3. Le fil à pêche.
Le fil à pêche est le gardien de mon enfance. Sa transparence était à l’image de ma jovialité bien qu’il ait été le premier à me donner du fil à retordre. J’abordais alors un univers compliqué qui m’obligeait à apprendre. Mais je ne pouvais le faire seul. Si je n’avais pas eu mon frère ainé pour me guider, ce fil resterait en mémoire comme un mauvais souvenir.
Mais c’est tout le contraire, mon enfance percluse d’instabilité et de crainte n’aurait pu se hisser à un niveau où le bonheur n’est pas absent, s’il n’y avait eu les manipulations du fil à pêche. Comprendre que le fil à pêche ne se suffit pas à lui-même, c’est se trouver rapidement confrontés à des problèmes d’ordre technique.

────────

### Consigne 1
D'après le texte sur le fil à pêche, quel membre de la famille a servi de guide dans cet univers compliqué ?
### Consigne 2
Recopiez le passage du texte sur le fil à pêche qui va de « Mais c’est tout » jusqu'à « problèmes d’ordre technique. » inclus.

────────

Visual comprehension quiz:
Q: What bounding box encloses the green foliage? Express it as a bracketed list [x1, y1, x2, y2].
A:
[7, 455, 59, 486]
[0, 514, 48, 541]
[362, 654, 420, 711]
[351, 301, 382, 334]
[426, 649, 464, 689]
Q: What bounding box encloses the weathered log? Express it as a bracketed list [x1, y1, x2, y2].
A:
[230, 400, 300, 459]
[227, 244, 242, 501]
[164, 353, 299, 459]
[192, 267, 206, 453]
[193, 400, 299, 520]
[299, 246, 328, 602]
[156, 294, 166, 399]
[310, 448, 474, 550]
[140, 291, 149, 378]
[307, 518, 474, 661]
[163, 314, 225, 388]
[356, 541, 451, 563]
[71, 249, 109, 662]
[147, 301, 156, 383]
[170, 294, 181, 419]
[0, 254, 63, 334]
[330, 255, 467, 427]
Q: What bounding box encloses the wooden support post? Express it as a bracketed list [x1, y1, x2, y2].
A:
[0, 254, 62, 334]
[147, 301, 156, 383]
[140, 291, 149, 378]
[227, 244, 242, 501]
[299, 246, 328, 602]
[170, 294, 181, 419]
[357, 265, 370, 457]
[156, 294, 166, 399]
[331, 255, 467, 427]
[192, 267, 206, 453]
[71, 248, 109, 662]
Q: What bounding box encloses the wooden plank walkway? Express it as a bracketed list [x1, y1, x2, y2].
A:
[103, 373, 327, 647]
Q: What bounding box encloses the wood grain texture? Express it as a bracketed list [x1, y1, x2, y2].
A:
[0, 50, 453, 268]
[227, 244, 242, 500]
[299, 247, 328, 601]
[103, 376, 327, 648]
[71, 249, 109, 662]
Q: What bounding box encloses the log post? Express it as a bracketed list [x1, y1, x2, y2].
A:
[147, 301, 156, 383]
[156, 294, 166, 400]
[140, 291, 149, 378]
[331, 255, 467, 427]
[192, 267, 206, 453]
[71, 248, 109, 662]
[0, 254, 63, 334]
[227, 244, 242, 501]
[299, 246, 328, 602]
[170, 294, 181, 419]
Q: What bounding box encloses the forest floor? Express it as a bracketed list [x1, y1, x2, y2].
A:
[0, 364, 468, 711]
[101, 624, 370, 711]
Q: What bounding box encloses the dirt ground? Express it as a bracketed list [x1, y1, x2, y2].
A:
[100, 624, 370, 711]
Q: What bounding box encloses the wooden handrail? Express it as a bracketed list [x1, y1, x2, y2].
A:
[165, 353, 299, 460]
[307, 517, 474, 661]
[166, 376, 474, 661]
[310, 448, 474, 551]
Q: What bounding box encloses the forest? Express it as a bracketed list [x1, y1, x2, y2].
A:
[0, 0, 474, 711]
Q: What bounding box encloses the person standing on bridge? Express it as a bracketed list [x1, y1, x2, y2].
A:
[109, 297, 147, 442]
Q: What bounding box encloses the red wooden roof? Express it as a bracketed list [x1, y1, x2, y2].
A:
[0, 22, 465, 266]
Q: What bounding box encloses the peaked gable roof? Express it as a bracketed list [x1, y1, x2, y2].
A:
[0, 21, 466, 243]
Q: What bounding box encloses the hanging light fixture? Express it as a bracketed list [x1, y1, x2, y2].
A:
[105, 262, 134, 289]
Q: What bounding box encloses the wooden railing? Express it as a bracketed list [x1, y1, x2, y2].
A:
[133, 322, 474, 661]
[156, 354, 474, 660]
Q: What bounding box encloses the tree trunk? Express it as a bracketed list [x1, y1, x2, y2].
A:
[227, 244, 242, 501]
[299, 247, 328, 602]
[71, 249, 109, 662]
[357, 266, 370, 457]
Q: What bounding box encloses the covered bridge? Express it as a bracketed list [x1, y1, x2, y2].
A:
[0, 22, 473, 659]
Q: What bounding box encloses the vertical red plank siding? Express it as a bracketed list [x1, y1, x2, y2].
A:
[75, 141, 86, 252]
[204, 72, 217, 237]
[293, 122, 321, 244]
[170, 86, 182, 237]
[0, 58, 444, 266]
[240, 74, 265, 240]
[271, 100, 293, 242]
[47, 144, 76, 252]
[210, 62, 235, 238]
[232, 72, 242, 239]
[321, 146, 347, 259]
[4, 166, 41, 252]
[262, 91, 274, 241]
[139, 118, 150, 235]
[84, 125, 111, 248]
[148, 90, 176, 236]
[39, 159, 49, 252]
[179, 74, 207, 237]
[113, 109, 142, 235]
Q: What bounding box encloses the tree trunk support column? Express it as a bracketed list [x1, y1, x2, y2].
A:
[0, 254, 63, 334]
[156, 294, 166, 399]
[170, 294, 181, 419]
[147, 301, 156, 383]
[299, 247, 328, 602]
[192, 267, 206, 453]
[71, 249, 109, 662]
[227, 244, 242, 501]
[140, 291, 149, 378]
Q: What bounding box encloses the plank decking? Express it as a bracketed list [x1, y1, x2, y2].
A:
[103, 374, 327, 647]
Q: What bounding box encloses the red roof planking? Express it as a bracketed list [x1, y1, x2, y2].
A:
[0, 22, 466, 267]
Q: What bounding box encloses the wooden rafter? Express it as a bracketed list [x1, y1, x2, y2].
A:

────────

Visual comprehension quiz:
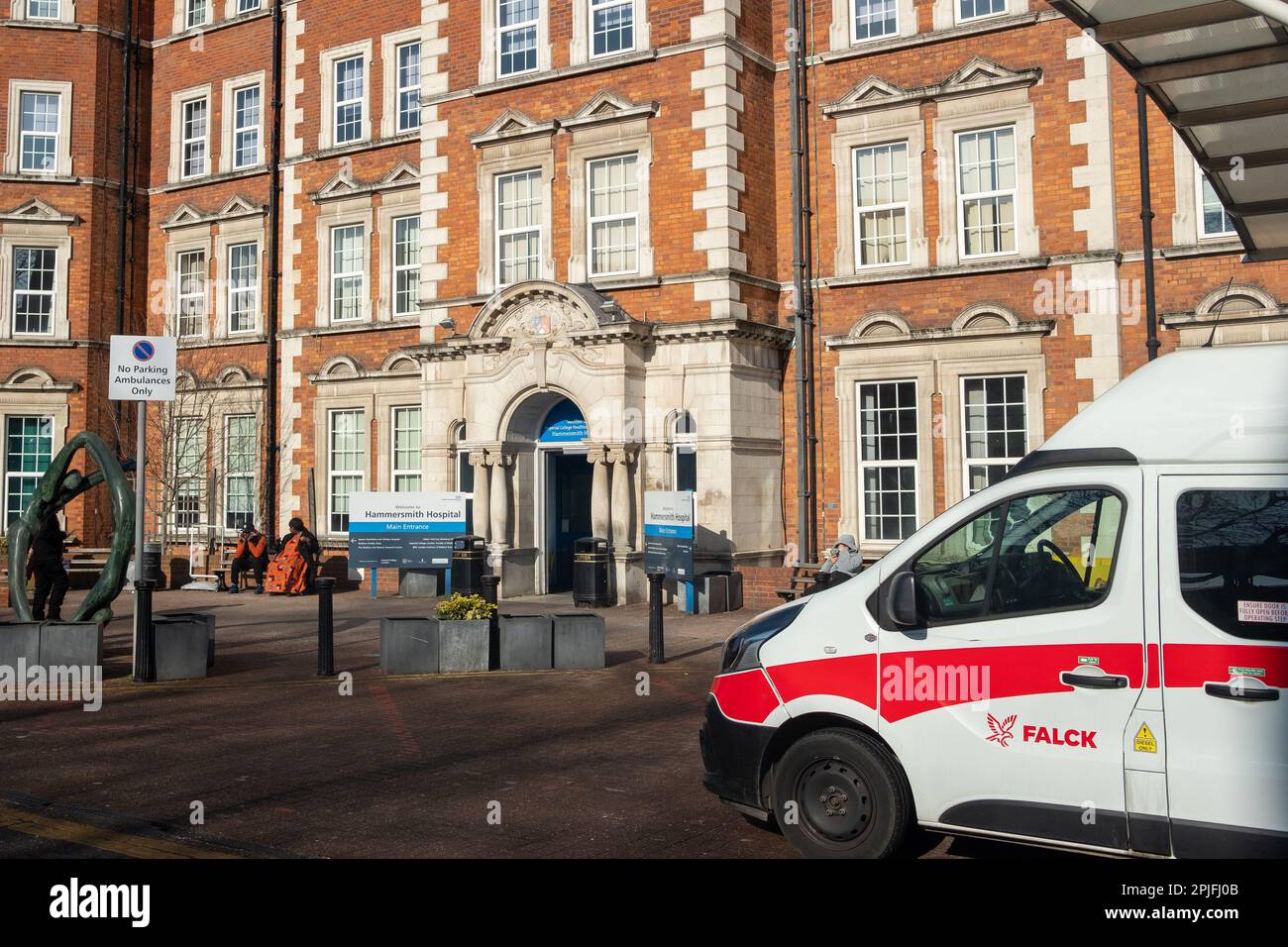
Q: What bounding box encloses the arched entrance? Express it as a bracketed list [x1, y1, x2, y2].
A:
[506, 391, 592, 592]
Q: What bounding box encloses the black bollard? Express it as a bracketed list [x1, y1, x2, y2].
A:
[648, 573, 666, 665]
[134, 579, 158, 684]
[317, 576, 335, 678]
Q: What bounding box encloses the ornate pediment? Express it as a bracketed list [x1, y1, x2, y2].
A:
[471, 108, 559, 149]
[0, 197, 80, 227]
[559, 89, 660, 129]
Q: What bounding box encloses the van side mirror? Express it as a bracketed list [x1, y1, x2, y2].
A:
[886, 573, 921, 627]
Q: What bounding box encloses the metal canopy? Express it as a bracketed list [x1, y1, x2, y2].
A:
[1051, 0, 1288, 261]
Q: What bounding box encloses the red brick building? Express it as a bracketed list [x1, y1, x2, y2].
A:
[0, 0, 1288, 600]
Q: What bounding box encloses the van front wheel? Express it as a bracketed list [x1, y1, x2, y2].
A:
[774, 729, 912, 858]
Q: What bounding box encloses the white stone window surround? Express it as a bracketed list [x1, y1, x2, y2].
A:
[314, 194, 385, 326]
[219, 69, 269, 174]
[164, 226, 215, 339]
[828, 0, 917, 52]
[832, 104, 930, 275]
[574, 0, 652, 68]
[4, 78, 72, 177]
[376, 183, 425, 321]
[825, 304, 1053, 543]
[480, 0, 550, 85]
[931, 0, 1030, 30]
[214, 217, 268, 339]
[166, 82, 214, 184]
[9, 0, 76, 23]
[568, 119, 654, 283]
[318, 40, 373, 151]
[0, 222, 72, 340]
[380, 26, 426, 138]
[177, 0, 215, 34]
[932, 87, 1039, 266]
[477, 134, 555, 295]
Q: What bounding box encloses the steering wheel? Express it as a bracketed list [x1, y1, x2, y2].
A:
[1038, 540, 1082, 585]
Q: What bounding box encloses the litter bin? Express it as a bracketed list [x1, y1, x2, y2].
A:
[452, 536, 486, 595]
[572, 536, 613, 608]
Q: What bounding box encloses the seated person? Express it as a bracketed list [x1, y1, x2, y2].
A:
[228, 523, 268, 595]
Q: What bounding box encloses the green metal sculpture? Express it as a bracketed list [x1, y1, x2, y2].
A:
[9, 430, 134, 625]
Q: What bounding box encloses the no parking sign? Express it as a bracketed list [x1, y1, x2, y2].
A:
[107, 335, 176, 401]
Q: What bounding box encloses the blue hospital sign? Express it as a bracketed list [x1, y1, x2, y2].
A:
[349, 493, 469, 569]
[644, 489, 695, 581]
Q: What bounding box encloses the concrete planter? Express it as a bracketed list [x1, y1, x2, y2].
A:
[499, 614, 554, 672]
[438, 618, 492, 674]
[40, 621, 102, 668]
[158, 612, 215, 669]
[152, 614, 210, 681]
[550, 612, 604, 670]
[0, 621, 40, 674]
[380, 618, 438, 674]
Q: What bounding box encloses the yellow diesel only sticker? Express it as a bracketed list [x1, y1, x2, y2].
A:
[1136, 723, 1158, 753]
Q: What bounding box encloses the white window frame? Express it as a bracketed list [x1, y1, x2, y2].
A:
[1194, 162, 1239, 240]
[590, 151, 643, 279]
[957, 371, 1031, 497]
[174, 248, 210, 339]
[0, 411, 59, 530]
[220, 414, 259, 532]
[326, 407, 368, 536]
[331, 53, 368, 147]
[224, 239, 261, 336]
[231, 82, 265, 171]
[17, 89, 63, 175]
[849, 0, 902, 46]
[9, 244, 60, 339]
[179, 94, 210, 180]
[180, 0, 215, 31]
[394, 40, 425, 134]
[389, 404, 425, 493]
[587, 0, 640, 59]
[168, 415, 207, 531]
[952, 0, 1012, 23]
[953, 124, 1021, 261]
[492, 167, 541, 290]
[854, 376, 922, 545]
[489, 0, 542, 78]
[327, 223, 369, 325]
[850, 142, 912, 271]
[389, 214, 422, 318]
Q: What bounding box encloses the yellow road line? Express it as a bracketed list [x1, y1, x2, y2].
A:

────────

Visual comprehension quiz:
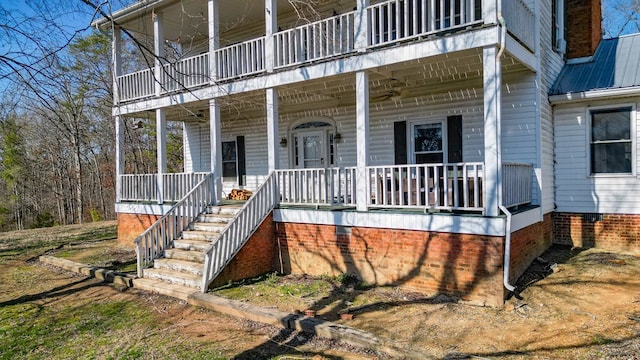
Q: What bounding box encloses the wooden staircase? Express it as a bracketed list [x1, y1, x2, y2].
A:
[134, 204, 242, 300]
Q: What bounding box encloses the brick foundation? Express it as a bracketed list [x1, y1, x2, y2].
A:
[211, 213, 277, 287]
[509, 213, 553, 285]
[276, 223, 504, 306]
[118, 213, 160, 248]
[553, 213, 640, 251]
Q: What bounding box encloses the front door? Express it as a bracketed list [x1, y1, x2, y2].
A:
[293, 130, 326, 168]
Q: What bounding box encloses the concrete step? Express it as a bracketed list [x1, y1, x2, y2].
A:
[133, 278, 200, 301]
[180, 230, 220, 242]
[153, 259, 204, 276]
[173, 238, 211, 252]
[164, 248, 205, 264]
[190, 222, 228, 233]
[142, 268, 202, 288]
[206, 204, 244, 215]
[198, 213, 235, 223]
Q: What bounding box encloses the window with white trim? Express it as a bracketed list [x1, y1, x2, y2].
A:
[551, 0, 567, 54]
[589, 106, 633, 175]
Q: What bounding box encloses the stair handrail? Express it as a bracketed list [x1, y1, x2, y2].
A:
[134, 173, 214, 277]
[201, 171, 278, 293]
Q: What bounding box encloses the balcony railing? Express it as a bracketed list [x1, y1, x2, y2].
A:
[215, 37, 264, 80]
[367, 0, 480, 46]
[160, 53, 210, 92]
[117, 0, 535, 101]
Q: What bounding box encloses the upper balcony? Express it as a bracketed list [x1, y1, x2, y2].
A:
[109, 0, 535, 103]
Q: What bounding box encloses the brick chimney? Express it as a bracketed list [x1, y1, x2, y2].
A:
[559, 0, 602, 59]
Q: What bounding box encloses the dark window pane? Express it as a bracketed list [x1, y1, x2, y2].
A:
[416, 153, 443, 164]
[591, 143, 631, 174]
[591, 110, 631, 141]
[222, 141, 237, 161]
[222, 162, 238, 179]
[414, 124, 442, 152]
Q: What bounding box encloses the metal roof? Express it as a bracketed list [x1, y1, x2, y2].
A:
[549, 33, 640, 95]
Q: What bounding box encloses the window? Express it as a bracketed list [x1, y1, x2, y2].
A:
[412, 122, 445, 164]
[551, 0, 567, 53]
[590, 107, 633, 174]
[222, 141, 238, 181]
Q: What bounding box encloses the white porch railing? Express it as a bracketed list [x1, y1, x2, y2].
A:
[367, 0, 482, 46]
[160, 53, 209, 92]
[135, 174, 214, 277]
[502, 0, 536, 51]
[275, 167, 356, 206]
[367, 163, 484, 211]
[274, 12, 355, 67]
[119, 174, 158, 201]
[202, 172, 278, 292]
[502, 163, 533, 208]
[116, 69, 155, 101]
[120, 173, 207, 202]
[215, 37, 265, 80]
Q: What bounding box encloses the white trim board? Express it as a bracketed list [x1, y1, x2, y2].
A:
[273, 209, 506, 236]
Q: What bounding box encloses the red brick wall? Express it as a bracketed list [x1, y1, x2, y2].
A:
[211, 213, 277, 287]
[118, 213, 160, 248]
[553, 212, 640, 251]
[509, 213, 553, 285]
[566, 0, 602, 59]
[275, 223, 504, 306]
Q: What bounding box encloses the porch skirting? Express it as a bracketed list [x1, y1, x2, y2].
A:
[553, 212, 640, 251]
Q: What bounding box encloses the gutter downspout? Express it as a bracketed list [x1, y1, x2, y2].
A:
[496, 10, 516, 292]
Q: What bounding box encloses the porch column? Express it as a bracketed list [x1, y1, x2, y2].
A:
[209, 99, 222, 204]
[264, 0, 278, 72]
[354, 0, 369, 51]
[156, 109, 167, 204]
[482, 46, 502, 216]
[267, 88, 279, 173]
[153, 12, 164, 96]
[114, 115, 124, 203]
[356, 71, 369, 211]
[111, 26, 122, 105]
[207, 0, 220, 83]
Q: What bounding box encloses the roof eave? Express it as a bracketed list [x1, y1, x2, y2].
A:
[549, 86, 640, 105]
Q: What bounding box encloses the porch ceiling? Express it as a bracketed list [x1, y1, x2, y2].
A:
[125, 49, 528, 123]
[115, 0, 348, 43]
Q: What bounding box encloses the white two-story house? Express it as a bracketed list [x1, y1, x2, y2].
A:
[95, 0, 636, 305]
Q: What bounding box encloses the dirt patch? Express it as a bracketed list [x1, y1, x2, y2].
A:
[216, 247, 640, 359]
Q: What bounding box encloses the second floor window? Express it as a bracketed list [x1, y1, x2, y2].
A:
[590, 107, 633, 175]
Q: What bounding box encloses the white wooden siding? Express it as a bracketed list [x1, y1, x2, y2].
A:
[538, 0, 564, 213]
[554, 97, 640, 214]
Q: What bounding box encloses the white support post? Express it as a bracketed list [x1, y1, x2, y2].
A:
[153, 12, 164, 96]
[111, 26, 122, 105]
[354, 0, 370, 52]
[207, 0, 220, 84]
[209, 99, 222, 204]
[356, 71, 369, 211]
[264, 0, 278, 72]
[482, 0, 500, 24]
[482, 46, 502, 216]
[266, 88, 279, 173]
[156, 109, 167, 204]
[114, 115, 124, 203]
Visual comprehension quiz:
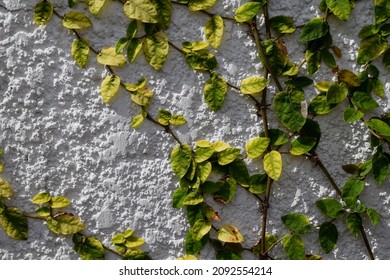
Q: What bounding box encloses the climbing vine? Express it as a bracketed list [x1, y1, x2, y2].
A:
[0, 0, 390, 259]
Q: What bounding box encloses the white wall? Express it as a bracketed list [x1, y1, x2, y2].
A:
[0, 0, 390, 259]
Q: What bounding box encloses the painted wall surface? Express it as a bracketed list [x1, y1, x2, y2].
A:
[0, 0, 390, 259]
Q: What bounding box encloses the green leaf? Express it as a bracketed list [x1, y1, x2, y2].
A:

────────

### Solution complète 1
Le frère aîné.

### Solution complète 2
Mais c’est tout le contraire, mon enfance percluse d’instabilité et de crainte n’aurait pu se hisser à un niveau où le bonheur n’est pas absent, s’il n’y avait eu les manipulations du fil à pêche. Comprendre que le fil à pêche ne se suffit pas à lui-même, c’est se trouver rapidement confrontés à des problèmes d’ordre technique.